[TASK BRIEF] Please rewrite the stretch from the start of the lines through the line containing "[[[591,145],[591,1],[577,0],[578,147]]]", replacing "shipping crane" with "harbor crane" and leaving everything else unchanged.

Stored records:

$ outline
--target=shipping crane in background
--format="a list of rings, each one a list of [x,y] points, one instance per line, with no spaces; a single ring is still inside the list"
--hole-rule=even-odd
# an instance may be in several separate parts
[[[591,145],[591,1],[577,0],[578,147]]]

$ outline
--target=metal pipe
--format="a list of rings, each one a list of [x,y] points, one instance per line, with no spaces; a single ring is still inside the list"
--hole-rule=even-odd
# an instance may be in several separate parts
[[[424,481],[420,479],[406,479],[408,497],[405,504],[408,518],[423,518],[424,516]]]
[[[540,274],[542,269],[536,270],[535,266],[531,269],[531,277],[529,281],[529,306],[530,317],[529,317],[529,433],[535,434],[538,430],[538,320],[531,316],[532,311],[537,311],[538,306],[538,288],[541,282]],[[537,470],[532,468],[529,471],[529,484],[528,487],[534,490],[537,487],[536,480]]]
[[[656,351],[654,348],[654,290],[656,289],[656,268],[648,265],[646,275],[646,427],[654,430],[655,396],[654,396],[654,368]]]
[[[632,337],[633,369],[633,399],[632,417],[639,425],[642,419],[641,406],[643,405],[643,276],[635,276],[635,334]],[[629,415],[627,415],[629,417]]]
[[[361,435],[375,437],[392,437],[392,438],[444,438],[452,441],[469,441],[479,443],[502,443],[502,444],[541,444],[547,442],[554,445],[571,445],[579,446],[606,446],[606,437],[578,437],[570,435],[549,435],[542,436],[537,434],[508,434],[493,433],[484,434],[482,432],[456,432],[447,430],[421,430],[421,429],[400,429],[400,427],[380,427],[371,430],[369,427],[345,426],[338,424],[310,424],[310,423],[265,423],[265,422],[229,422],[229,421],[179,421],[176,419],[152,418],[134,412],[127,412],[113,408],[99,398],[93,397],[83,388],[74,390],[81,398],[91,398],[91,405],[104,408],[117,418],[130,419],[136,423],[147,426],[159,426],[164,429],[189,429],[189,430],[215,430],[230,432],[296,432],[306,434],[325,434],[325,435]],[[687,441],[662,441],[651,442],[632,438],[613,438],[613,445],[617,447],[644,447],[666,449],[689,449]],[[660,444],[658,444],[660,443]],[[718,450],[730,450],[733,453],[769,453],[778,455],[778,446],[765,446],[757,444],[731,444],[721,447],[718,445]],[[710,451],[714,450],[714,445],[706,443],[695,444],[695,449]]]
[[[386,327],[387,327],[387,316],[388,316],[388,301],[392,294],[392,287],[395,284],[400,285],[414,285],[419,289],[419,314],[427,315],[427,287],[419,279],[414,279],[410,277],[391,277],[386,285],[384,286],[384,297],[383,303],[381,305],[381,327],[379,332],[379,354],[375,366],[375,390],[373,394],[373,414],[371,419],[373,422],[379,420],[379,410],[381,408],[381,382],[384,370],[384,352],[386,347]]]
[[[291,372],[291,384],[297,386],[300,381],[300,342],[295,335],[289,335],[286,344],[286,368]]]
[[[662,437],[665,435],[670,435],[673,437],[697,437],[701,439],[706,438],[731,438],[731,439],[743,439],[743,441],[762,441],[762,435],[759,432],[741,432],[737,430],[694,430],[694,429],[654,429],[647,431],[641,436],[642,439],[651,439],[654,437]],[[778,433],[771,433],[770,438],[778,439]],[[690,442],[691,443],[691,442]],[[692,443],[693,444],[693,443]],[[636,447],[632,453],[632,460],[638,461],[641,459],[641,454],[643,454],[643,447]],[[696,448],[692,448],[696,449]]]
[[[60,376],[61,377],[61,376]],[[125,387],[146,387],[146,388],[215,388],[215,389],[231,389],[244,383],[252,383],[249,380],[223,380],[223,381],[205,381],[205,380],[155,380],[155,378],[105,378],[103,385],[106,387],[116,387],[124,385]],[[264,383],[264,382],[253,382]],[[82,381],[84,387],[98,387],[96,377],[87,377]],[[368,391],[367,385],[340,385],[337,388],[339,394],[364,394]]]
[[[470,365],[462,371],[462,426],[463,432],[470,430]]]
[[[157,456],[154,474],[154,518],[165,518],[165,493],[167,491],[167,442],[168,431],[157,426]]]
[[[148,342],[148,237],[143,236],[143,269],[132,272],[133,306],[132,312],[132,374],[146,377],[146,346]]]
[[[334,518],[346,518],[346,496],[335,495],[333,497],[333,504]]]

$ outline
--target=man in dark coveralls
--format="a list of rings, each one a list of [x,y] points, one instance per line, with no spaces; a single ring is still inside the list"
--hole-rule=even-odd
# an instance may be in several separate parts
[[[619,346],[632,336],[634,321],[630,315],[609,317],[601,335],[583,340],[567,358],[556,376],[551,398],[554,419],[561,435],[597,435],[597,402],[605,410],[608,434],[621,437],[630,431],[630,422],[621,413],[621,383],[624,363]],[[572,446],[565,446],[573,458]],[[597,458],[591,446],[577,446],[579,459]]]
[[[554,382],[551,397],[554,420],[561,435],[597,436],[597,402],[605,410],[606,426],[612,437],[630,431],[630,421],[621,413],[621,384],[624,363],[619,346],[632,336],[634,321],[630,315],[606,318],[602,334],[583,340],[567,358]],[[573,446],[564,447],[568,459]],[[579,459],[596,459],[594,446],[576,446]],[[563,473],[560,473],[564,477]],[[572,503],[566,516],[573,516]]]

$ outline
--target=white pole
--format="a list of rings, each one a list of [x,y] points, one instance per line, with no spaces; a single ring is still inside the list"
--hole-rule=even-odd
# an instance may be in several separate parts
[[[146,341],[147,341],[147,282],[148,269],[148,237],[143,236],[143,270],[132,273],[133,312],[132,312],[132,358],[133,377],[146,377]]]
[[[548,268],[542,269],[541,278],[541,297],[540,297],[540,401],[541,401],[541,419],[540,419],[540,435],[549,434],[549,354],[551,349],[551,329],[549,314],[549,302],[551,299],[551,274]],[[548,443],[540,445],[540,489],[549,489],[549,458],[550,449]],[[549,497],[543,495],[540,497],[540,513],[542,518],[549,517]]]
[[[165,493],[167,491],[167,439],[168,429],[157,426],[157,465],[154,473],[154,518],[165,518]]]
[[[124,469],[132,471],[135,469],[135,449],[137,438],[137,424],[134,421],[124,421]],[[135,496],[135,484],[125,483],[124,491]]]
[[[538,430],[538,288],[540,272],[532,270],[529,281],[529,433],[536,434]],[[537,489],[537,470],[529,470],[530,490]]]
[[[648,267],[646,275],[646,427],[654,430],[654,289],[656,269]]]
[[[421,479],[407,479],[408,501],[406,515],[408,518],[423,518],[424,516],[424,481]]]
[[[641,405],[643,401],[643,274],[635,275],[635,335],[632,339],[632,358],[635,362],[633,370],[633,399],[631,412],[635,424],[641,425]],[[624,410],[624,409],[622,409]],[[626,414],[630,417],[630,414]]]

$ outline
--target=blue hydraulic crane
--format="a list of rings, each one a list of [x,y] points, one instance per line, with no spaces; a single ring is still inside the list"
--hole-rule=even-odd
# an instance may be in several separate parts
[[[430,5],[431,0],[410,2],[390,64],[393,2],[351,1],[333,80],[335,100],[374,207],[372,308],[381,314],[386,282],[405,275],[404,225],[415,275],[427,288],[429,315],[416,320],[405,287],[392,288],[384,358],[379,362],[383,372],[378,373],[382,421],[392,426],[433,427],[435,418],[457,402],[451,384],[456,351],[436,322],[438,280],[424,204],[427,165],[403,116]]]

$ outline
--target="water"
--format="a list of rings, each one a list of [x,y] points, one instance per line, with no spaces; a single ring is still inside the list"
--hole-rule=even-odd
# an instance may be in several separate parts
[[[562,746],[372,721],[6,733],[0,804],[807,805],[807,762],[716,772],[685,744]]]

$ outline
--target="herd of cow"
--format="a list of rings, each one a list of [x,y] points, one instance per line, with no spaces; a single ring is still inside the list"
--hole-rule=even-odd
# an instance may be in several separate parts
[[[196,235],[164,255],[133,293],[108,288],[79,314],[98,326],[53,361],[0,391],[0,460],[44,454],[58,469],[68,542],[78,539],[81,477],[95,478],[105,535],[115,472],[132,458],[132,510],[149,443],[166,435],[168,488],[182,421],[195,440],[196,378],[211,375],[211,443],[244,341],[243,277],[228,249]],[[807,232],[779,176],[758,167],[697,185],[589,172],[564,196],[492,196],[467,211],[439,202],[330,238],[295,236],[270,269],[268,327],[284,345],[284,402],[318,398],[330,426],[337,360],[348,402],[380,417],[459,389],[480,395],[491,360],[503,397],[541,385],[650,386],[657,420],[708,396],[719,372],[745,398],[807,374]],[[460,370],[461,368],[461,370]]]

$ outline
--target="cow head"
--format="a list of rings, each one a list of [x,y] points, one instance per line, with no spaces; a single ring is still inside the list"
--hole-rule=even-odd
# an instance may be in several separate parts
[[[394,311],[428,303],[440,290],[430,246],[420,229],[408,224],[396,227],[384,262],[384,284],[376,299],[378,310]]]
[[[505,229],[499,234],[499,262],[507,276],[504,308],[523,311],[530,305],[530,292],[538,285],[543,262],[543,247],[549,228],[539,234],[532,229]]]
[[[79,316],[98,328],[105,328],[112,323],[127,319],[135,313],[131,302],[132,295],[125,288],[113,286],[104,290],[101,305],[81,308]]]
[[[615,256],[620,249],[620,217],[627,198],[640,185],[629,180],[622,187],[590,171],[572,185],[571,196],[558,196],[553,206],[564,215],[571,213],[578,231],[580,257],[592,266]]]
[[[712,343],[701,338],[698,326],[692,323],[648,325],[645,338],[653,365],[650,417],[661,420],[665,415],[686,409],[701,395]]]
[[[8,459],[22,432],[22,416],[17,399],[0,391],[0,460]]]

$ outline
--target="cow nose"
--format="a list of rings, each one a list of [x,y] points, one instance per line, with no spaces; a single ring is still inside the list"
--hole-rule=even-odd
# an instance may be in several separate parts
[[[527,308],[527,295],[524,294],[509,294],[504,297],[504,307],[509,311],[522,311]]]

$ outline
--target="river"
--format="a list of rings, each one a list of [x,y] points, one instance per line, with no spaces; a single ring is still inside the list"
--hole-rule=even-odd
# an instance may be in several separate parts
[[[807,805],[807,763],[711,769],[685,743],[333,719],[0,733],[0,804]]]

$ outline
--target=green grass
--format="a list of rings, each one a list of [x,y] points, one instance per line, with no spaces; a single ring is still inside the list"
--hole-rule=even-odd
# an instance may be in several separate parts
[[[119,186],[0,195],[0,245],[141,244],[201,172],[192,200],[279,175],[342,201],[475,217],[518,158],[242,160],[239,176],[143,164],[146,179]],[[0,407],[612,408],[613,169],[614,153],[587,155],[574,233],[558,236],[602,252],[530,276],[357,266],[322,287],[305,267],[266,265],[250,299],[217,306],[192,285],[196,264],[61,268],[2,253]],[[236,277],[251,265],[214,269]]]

[ANSWER TO THE EXERCISE]
$ outline
--target=harbor crane in background
--format="a list of rings, each one a list of [x,y] points, one instance per line, with no spaces; a single ring is still inside the list"
--hole-rule=even-odd
# an instance may be in several separate parts
[[[591,145],[591,1],[577,0],[578,147]]]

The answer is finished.